**Extracted text**:
* start *
Timeline of Executive Orders and Court Rulings

There have been two refugee-related executive orders released in the past few months, both of which ended up in the courts.  Here is a breakdown by date.

January 27th: The president releases the first executive order, effective immediately.

February 3rd: U.S. district court judge blocks the ban nationwide.

February 9th: Ninth Circuit Court of Appeals rules against re-instating the executive order’s travel ban.  The White House chooses not to appeal the ruling.

March 6th: President releases a revised executive order, set to go into effect on March 16th, 2017.

March 15th: U.S. district court judge in Hawaii blocks revised executive order.

March 29th: Federal judge in Hawaii grants the state’s request for a longer halt of the revised executive order.

April 3rd: Department of State reportedly began increasing refugee arrivals again.  Since the executive order remained blocked, they were not bound to the 50,000 ceiling number at that time.

June 26th: The Supreme Court ruled to allow a limited version of the revised executive order to go into effect until they hear full arguments during their next session, which begins in October.



What does the President’s Executive Order from January 27th, 2017 entail?

As it relates to refugee resettlement, the executive order:

  • Suspends all refugee arrivals for at least 120 days.
  • Calls for the development of a uniform screening procedure for all immigration programs
  • Gives future priority to refugees fleeing religious persecution
  • Suspends the admission of all Syrian refugees indefinitely
  • Suspends all entries (immigrant and nonimmigrant) for 90 days from countries considered to be “detrimental to the interests of the United States”

You can read the full text of the executive order, “Protecting the Nation from Foreign Terrorist Entry into the United States”, here.


How does the revised Executive Order, dated March 6th, 2017, compare with the first one?

As it relates to refugee resettlement, the revised order:

  • Removes language suggesting that religious minorities should receive preferential treatment
  • Does not indefinitely suspend Syrian refugees
  • Excludes Iraq from the list of ‘banned’ countries, meaning that Iraqi refugees will be accepted
  • Allows admission of refugees who were already cleared and scheduled to travel prior to effective date of the revised executive order
  • Still calls for a 120 day suspension of refugee arrivals, but indicates that refugee resettlement will resume after the 120 day period
  • Still seeks to decrease the FY2017 refugee ceiling from 110,000 to 50,000.
* end *
**Problem set**:
**A.** In the executive order timeline, which country does the revised order remove from the list of banned countries?
**B.** Using the executive order timeline, explain why the Department of State was not bound to the 50,000 ceiling when it began increasing refugee arrivals on April 3rd.
**C.** Resume the executive order timeline after its last bullet, the one about the FY2017 refugee ceiling.

**Source material**:
* start *
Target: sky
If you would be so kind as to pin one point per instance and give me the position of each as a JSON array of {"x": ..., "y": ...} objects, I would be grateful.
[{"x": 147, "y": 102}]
* end *
**Task responses**:
**A.** Iraq

**B.** The revised executive order, which sought to lower the ceiling to 50,000, was still blocked by the courts at that time. The Department of State was therefore not held to that limit.

**C.**
  • Still does not acknowledge that refugees were the only category of immigrants that were already being thoroughly vetted and continues to promulgate the image of refugees as terrorists

Full text of the revised executive order can be found here.


What does the Supreme Court’s June 2017 decision mean for refugees?

The proposed 120-day halt to refugee resettlement and the 50,000 cap on refugee arrivals for FY2017 will go into effect.  Only refugees with a proven “bona fide” relationship to someone already living in the U.S. may be allowed entry during this time.


What was Tucson Refugee Ministry’s response to the initial executive order?

We originally released this statement:

“We are saddened and concerned by the recent executive order halting refugee resettlement and banning Syrian refugees from entering the United States.  Although the ban has been temporarily lifted, it has already created an atmosphere of fear and misunderstandings about refugees and other immigrants.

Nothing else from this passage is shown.